Stored items from a collection:
===============

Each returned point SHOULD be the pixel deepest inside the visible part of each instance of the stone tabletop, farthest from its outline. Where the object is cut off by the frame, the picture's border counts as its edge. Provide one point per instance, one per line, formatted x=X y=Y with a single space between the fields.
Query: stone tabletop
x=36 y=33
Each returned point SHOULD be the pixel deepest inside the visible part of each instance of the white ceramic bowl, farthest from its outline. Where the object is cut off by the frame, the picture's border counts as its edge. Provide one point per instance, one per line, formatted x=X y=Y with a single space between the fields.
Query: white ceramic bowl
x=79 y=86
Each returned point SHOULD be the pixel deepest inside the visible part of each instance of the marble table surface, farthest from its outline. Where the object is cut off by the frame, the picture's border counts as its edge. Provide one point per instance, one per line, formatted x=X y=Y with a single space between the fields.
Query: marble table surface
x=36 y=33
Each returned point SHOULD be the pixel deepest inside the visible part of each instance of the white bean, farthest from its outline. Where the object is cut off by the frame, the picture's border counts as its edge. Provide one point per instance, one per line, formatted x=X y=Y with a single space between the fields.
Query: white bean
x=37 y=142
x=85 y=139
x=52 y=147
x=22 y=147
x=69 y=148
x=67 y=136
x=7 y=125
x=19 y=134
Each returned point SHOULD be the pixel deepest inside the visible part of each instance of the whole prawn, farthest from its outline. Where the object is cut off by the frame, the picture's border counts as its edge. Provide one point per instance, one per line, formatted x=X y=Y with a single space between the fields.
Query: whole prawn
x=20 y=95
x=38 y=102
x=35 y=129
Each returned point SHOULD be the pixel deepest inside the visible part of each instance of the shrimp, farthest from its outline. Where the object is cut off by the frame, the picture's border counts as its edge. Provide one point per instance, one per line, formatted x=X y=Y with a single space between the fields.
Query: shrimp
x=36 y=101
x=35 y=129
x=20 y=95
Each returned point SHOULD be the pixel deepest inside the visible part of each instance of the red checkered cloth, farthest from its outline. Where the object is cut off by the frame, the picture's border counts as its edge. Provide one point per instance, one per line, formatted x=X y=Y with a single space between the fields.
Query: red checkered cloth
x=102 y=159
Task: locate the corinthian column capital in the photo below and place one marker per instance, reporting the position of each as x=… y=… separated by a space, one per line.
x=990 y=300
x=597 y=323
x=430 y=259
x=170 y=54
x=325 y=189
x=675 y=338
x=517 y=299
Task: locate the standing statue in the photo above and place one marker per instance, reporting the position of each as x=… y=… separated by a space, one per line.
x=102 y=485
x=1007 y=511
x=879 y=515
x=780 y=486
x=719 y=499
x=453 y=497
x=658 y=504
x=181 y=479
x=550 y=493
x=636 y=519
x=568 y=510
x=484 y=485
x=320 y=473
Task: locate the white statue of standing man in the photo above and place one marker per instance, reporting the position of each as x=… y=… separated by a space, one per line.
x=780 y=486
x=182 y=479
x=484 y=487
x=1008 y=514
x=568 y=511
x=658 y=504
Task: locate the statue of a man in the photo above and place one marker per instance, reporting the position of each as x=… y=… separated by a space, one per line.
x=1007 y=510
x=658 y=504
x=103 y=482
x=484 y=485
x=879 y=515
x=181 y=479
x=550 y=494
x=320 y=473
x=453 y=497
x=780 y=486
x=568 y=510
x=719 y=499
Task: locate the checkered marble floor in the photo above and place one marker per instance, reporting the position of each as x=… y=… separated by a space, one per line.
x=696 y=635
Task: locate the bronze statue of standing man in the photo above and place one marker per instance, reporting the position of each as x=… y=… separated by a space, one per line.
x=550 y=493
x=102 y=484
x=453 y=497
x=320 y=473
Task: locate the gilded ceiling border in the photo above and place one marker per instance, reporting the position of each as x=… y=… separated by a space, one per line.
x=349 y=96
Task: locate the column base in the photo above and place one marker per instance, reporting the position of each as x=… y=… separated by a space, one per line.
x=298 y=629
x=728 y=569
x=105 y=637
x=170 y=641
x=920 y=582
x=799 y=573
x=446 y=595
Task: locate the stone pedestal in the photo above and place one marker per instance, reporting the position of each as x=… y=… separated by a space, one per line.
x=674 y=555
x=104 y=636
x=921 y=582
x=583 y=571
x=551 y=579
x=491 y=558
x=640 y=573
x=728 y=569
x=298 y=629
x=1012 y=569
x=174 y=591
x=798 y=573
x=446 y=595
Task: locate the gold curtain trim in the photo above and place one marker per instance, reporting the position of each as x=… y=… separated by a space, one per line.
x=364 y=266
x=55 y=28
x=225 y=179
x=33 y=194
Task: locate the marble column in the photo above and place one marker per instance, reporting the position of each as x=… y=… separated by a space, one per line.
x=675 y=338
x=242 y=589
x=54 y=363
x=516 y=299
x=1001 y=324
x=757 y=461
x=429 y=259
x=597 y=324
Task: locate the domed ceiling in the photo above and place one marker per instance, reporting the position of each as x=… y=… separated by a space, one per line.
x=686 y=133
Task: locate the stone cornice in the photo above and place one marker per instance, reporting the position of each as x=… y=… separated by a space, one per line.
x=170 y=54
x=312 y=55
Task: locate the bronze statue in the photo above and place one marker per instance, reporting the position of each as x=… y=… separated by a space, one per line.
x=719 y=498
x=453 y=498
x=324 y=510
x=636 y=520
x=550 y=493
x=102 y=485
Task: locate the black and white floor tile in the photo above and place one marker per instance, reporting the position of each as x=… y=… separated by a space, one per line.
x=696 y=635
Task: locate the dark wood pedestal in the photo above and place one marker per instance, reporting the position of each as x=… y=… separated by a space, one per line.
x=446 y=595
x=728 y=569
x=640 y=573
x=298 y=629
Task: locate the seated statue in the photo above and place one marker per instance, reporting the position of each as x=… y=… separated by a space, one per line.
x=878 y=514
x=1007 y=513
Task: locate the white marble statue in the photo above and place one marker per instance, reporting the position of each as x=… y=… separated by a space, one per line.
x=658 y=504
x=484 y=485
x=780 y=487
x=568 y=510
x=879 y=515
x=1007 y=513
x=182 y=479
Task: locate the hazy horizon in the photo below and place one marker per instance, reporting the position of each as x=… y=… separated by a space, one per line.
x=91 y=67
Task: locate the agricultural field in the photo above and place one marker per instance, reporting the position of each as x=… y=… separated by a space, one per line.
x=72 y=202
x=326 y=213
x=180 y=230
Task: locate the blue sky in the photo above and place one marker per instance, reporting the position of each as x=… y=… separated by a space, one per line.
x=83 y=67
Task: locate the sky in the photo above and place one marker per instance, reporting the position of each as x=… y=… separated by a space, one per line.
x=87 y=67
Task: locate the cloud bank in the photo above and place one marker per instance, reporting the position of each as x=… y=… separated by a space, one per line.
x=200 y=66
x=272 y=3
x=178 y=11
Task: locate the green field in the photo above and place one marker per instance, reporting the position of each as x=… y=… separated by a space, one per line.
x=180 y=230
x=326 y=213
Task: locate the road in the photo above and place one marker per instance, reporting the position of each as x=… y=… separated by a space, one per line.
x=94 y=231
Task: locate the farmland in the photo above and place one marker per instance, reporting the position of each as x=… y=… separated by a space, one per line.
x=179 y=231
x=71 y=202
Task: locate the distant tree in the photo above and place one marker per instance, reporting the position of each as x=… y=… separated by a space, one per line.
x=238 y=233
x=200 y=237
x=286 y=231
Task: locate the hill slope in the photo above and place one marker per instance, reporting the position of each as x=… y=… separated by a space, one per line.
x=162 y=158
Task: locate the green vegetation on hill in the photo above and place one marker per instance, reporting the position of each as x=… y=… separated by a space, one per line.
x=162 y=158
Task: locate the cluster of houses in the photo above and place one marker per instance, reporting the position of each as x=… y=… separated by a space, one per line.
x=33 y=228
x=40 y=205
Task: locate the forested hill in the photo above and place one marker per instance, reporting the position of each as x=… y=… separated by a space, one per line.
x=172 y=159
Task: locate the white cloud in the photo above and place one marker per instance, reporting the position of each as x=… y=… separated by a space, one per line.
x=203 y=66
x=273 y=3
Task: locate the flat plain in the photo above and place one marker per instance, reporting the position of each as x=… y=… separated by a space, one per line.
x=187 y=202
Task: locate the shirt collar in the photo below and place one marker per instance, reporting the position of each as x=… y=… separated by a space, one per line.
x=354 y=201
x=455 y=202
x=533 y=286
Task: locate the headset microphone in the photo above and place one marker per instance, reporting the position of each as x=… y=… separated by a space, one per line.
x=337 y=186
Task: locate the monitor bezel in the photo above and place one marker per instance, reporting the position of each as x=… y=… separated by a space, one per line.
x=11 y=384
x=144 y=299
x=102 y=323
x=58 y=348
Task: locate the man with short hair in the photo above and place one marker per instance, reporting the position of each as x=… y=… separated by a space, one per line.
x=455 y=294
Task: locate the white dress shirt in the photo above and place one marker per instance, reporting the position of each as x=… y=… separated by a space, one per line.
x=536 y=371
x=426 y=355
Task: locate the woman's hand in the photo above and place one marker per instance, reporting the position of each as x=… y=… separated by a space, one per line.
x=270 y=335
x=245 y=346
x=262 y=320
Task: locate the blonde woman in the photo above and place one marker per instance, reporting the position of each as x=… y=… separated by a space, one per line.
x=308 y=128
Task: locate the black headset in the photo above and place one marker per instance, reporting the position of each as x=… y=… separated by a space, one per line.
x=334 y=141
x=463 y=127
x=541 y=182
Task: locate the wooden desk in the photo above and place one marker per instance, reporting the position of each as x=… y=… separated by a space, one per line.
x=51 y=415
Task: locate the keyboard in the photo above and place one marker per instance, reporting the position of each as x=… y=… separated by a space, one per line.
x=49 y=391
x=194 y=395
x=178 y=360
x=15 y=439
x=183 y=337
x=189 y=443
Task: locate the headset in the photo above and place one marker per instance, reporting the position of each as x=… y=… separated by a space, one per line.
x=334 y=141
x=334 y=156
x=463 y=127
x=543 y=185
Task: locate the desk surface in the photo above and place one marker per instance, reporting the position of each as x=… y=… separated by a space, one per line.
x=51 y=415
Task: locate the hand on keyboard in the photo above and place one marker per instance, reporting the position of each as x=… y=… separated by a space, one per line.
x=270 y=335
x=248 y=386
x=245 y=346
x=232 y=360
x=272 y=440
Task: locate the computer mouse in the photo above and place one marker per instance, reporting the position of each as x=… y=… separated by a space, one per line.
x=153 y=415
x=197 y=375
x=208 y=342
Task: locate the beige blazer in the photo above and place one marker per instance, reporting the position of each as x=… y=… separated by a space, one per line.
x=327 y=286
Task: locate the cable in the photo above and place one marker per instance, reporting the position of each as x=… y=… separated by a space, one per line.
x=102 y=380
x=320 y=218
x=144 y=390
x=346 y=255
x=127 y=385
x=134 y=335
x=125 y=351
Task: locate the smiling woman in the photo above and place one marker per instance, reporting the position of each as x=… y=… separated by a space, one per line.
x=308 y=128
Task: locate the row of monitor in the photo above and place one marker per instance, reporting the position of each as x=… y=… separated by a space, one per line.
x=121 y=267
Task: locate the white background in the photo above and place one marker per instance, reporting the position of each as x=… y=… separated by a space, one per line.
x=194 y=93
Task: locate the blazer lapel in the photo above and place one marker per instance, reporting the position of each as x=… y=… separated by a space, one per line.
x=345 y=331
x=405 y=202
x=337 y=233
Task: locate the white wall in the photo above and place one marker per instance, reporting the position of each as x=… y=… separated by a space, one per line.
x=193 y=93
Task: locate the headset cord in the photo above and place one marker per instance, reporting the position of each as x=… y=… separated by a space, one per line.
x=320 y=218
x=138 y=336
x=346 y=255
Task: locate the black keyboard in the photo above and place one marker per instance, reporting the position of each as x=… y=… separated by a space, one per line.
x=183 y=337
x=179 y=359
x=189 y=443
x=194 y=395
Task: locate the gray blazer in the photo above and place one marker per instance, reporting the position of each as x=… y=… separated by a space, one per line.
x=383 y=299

===============

TASK OBJECTIVE: Look through the entries and copy every line in which the string "single" appears.

EXERCISE SOLUTION:
Each returned point SHOULD be the pixel deepest inside the visible part of each instance of the stone tabletop, farthest from its outline. Where the object is cut off by the frame, the picture's border counts as its edge. Provide one point per instance, one per line, formatted x=X y=Y with a single space between the fields.
Each returned point SHOULD be the pixel deepest inside the visible part of each instance of the white ceramic bowl, farthest from its outline. Where the object is cut off by the frame, the picture's border counts as its edge. Provide one point per instance, one per line, formatted x=X y=Y with a single space between the fields.
Each returned point SHOULD be the pixel deepest inside the visible part of each instance of the marble table surface, farthest from its outline. Where the object is cut off by the frame, the picture's border counts as its edge. Provide one point per instance, one per line, formatted x=X y=Y with a single space between the fields.
Each returned point SHOULD be the pixel deepest inside the visible part of each instance of the white bean, farthest from its outline. Where the object is cut off by the frame, the picture's border counts as its edge. Provide one point per instance, one per line, formatted x=X y=Y with a single space between the fields.
Each returned point SHOULD be the pixel deepest inside the visible part of each instance of the whole prawn, farthest from its outline. Where the object is cut off by the frame, the picture's border counts as its edge. Provide one point per instance, one per line, formatted x=X y=Y with a single space between the fields.
Each returned point SHOULD be the pixel deepest inside the visible part of each instance of the shrimp, farthest from its outline. Where the object is cut off by the frame, the picture's border counts as its edge. Provide one point per instance, one per line, formatted x=X y=Y with a single space between the fields.
Each returned point SHOULD be the pixel deepest inside the visible part of each instance of the red checkered cloth, farthest from its outline. Where the object is cut off by the frame, the picture's border counts as its edge. Provide one point per instance, one per line, formatted x=X y=Y with a single space between the fields.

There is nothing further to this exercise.